Article:
..........

Le prix minimum, ou prix garanti, « est un prix en dessous duquel l’industriel ou le distributeur ne peut descendre » pour l’achat d’une matière première agricole, comme le lait, explique l’économiste Thierry Pouch, spécialiste du secteur agricole. Dans ce scénario, « ce sont les pouvoirs publics, à l’échelle nationale ou européenne, qui encadrent ce prix minimum », complète-t-il. En revendiquant un prix garanti dans le cadre de la nouvelle mouture Egalim, la Confédération paysanne souhaite donc que l’Etat prenne ses responsabilités. « On veut que ce soit inscrit dans une loi », confirme Véronique Marchesseau, secrétaire générale du syndicat agricole.

La Confédération paysanne demande que les coûts de production, la rémunération de l’agriculteur, ainsi que le financement de sa protection sociale soient pris en compte dans le mode de calcul. Ce prix minimum pour chaque denrée représenterait « la majorité de l’échantillon » des produits agricoles, afin de ne pas « rentrer dans des détails infinis ». Pour certaines denrées, comme le lait, la Confédération paysanne précise qu’il faudra toutefois faire des distinctions entre « lait de montagne », « de plaine », « à l’herbe » ou encore « à l’ensilage ».

..........

Objectifs:
• a. Reportez mot pour mot le passage de l'article sur le prix minimum agricole, en commençant par « Le prix minimum, ou » et en allant jusqu'à « du syndicat agricole. ».
• b. Prolongez, s'il vous plaît, l'article sur le prix minimum agricole à partir de l'endroit où il s'arrête.

..........

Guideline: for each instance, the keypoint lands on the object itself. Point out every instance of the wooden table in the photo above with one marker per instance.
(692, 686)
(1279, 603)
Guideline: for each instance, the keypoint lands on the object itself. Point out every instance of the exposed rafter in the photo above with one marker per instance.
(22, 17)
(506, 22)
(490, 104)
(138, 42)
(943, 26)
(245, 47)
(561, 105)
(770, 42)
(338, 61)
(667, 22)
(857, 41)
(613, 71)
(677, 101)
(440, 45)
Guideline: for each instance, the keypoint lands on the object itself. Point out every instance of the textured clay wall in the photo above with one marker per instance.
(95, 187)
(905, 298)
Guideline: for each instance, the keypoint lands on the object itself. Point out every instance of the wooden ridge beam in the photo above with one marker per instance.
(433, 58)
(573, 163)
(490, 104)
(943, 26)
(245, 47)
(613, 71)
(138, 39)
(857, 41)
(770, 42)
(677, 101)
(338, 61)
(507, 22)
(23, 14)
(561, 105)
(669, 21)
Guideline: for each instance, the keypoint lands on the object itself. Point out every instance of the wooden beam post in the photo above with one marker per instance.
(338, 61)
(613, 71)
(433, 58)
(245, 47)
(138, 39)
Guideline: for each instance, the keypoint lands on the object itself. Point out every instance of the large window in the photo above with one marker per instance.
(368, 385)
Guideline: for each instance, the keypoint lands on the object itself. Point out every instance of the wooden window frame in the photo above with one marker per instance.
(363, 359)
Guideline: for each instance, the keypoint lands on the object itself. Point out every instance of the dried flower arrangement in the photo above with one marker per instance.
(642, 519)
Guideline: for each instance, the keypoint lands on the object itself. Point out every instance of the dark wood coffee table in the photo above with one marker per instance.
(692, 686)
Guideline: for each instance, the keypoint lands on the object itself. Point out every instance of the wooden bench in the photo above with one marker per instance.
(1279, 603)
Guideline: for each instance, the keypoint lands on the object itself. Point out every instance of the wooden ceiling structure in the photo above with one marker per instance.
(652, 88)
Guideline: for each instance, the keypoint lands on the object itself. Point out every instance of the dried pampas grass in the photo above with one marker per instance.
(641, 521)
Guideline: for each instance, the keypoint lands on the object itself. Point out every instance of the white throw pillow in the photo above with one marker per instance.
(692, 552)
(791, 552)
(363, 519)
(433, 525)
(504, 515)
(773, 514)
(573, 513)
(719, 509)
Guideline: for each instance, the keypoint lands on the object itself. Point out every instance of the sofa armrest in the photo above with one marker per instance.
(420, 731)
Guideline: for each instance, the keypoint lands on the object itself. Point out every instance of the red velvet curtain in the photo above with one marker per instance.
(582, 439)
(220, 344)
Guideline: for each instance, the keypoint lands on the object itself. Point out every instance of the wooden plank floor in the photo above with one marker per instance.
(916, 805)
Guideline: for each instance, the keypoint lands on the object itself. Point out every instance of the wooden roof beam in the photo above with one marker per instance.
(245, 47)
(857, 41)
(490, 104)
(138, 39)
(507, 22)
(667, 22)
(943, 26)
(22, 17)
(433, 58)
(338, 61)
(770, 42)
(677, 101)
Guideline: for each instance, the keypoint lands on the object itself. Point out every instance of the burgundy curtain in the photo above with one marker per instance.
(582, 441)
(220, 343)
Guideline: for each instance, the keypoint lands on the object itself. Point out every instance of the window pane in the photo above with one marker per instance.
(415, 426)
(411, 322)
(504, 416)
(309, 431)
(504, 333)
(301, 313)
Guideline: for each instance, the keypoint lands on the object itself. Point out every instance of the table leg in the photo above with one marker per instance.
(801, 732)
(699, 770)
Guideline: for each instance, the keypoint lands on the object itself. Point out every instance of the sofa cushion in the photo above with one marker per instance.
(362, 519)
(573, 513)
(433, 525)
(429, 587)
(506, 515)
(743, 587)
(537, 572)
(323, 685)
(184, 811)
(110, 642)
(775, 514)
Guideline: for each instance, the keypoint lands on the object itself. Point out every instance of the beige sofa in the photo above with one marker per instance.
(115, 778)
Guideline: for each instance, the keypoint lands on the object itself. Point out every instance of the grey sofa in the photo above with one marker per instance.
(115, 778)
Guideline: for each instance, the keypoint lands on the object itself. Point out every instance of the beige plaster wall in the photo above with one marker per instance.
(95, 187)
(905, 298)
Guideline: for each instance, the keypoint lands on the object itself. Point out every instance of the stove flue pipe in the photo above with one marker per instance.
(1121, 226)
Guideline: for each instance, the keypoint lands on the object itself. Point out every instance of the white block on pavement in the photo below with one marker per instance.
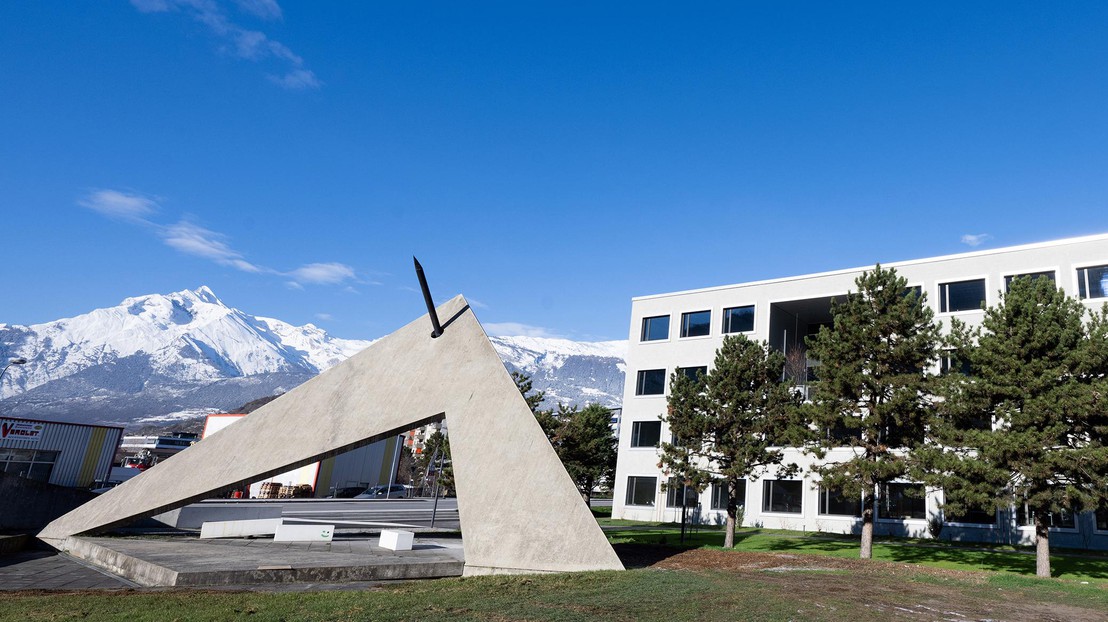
(238, 528)
(304, 533)
(397, 539)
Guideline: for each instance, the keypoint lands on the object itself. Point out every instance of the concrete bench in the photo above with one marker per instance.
(397, 539)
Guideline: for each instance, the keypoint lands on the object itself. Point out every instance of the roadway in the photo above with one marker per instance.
(369, 515)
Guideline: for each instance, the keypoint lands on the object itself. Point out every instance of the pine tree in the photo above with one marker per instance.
(1027, 426)
(534, 398)
(586, 446)
(872, 389)
(728, 422)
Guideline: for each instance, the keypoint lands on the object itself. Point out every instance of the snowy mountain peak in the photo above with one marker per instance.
(170, 353)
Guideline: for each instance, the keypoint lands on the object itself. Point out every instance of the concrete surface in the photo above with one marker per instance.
(38, 502)
(517, 508)
(185, 561)
(50, 570)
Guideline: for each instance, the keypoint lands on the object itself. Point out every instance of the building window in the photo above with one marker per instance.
(739, 319)
(951, 362)
(696, 324)
(782, 496)
(640, 490)
(1065, 519)
(674, 488)
(695, 374)
(645, 434)
(650, 381)
(833, 502)
(1093, 282)
(1032, 275)
(719, 496)
(973, 516)
(655, 328)
(964, 295)
(28, 464)
(902, 501)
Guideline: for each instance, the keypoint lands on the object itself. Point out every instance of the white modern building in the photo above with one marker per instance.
(681, 332)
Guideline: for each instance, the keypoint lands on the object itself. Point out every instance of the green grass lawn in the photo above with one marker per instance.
(1074, 566)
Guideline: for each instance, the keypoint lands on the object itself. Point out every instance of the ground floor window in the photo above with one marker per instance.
(833, 502)
(640, 490)
(30, 464)
(902, 501)
(1065, 519)
(782, 496)
(674, 488)
(973, 515)
(719, 495)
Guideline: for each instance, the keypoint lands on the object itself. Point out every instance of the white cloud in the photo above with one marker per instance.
(975, 240)
(516, 329)
(264, 9)
(297, 80)
(322, 274)
(245, 43)
(194, 240)
(197, 241)
(115, 204)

..........

Résultats:
• a.
Le prix minimum, ou prix garanti, « est un prix en dessous duquel l’industriel ou le distributeur ne peut descendre » pour l’achat d’une matière première agricole, comme le lait, explique l’économiste Thierry Pouch, spécialiste du secteur agricole. Dans ce scénario, « ce sont les pouvoirs publics, à l’échelle nationale ou européenne, qui encadrent ce prix minimum », complète-t-il. En revendiquant un prix garanti dans le cadre de la nouvelle mouture Egalim, la Confédération paysanne souhaite donc que l’Etat prenne ses responsabilités. « On veut que ce soit inscrit dans une loi », confirme Véronique Marchesseau, secrétaire générale du syndicat agricole.

• b.
La Confédération paysanne est pour l’heure le seul syndicat à réclamer haut et fort un prix garanti. Il s’agit même de l’une de leurs principales revendications. De son côté, la Coordination rurale, syndicat agricole classé à droite, ne parle que de « prix rémunérateurs ». Quant à la FNSEA, elle demande « l’application pleine et entière des lois Egalim et de leur état d’esprit par la construction du prix en marche avant », à savoir le construire à partir du prix producteur. Mais le premier syndicat agricole français n’évoque pas la création d’un prix minimum.

Récemment, l’idée a été reprise par des partis politiques de gauche. Le 23 janvier, la députée insoumise Aurélie Trouvé a ainsi dit vouloir redéposer « une proposition de loi pour des prix planchers rémunérateurs pour les agriculteurs ». En novembre, un texte sur le sujet avait déjà été présenté par La France insoumise, mais rejeté à six voix près. Idem du côté des Ecologistes. La députée écologiste Marie Pochon a ainsi annoncé le dépôt d’une proposition de loi « visant à instaurer des prix minimums d’achat des produits agricoles ».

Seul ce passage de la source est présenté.